• _Given data_:
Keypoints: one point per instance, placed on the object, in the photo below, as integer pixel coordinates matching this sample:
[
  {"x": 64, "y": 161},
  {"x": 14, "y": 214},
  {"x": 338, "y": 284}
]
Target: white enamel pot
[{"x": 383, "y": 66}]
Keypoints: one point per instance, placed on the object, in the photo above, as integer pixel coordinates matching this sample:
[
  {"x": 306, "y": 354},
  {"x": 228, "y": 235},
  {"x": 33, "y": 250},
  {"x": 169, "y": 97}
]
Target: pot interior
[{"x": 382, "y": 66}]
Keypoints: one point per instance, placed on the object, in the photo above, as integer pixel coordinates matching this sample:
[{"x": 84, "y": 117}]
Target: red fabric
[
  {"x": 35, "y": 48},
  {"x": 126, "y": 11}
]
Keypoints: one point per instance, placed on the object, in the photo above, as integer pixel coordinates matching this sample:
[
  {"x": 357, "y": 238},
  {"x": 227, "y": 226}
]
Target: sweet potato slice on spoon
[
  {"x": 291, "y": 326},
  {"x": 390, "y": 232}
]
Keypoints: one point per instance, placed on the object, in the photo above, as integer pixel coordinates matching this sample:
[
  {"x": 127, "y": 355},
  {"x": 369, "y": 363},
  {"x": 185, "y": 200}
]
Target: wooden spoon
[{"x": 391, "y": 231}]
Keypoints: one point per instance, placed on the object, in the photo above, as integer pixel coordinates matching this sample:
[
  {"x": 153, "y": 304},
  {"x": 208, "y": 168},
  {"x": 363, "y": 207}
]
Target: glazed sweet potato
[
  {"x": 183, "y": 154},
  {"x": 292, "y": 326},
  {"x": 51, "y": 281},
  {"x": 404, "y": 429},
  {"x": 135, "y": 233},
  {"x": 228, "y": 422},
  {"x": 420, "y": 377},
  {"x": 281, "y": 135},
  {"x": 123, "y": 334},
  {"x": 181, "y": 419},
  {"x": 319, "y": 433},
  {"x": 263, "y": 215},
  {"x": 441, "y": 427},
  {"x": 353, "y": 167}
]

• _What is expected_:
Pull out each line of the records above that contains the string "potato", and copy every such line in full.

• _Output for this task_:
Target: sweet potato slice on spoon
Target: glazed sweet potato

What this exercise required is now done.